Source data:
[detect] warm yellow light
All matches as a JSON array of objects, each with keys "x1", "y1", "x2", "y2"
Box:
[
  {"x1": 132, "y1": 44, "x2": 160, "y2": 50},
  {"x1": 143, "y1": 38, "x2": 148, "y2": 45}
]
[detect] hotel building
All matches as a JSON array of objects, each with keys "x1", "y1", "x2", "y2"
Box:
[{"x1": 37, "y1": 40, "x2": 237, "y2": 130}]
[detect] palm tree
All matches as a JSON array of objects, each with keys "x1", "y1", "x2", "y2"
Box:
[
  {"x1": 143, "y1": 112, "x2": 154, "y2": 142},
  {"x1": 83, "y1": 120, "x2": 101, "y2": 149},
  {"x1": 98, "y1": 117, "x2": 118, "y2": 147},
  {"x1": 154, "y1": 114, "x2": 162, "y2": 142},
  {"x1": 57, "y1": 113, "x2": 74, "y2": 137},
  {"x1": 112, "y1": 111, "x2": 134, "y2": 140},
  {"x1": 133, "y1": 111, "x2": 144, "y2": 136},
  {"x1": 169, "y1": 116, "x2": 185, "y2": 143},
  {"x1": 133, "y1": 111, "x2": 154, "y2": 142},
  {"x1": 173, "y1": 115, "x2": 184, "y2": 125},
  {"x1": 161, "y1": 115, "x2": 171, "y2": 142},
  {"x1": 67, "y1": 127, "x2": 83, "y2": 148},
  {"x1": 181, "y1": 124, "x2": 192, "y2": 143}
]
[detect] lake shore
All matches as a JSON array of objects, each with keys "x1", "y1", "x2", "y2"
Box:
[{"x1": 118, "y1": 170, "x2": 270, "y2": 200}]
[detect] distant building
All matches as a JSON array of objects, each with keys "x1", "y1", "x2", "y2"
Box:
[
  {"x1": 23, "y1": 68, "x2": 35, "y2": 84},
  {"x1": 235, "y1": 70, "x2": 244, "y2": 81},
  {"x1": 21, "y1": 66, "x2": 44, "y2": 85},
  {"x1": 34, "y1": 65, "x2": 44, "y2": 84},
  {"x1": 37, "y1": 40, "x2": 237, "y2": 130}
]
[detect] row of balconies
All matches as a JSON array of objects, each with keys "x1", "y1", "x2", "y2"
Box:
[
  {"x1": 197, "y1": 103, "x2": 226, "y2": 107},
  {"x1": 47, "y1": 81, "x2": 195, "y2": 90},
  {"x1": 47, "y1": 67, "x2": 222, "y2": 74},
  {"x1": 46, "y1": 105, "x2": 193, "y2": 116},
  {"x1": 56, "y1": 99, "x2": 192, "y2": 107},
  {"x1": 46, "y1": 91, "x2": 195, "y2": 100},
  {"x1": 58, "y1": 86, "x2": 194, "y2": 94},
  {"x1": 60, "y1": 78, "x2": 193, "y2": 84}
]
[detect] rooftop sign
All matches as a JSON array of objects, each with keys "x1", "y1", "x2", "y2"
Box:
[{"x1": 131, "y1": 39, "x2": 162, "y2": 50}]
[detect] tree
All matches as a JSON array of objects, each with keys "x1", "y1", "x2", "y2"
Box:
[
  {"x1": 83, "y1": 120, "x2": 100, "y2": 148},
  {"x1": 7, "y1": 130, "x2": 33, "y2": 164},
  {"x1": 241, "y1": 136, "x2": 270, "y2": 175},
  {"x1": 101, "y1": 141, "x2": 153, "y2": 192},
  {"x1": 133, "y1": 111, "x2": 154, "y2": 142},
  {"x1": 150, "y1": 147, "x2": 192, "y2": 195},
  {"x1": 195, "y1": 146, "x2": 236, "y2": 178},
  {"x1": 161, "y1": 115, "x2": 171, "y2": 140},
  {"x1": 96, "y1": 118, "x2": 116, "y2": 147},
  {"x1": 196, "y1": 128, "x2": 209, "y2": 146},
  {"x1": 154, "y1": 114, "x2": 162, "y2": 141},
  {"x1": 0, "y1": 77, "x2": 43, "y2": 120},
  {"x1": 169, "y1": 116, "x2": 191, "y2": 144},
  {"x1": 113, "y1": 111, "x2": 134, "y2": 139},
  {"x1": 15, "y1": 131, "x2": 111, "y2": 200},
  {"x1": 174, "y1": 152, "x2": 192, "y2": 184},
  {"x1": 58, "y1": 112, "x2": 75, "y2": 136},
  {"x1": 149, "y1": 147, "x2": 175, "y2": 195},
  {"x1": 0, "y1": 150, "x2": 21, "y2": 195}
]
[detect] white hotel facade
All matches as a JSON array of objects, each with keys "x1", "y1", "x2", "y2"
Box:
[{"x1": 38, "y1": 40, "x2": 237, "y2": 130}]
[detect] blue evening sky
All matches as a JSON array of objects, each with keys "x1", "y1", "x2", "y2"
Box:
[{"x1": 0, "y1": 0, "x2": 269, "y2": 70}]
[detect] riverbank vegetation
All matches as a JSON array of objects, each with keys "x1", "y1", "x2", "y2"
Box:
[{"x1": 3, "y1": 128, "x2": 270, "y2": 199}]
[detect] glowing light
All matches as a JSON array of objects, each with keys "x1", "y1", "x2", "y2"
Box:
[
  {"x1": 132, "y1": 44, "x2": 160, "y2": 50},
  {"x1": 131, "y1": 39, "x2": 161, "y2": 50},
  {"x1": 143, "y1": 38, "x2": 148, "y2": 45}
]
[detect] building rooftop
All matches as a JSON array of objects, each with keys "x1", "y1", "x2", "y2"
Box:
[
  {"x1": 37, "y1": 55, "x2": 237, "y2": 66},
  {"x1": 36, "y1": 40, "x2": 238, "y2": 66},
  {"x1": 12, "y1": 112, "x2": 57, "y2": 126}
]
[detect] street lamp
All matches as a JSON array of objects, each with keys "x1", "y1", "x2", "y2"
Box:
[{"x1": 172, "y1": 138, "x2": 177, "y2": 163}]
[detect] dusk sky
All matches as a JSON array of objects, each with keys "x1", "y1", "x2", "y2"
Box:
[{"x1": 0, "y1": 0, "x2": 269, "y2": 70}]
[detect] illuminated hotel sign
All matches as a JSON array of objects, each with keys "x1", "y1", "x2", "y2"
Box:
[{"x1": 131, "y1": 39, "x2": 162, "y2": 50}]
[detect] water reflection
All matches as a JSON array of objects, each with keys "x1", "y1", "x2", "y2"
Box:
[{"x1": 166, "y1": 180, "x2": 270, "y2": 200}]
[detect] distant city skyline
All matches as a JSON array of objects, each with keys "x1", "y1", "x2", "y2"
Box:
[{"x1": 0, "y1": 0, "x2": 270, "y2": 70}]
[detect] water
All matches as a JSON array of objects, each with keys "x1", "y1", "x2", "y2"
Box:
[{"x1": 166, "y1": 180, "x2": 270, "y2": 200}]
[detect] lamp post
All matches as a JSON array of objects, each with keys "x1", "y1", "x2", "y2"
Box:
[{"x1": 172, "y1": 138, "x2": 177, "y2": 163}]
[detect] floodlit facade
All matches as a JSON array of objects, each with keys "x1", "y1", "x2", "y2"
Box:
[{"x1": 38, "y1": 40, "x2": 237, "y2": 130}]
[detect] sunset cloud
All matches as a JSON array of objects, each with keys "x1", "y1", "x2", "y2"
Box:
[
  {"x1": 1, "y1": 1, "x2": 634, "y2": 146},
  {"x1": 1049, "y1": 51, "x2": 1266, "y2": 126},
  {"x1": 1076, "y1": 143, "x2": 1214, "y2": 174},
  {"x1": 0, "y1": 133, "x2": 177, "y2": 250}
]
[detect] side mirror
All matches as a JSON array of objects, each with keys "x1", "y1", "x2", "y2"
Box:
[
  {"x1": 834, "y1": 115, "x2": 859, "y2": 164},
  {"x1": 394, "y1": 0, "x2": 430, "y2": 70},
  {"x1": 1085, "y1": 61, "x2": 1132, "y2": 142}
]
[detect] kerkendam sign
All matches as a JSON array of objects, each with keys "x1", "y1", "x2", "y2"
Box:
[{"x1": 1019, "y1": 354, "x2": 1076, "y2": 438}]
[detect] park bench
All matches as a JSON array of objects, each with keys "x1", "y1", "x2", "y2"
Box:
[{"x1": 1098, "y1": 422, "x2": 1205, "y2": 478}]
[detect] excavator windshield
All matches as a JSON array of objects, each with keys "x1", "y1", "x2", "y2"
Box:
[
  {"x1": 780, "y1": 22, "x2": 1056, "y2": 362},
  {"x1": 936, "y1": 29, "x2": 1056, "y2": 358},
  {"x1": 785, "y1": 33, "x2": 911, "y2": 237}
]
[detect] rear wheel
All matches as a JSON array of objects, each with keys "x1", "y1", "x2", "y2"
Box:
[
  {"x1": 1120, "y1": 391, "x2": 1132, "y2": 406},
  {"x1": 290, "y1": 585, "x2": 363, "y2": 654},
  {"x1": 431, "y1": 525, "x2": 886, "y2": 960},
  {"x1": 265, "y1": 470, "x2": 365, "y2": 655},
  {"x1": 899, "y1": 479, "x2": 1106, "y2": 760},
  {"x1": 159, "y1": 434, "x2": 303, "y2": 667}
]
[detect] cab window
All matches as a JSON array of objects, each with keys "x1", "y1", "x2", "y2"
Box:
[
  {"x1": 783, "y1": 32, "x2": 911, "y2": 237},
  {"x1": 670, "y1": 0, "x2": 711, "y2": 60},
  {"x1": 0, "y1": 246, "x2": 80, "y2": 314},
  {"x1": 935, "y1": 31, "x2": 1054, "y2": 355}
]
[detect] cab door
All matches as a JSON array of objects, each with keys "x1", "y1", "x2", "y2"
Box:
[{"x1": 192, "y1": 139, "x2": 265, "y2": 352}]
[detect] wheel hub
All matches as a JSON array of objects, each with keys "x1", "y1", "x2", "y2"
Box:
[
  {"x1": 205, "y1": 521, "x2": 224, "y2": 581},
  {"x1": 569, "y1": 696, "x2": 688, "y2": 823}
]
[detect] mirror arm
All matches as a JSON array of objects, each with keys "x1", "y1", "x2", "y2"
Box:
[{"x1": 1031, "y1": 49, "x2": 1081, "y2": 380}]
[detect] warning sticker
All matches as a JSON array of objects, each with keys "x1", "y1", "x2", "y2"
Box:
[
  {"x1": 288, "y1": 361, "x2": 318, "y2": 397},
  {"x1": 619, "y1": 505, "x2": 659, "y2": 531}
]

What you will do: Report every line of the data in which "rooftop" appears.

Exercise solution:
[detect] rooftop sign
[detect] building rooftop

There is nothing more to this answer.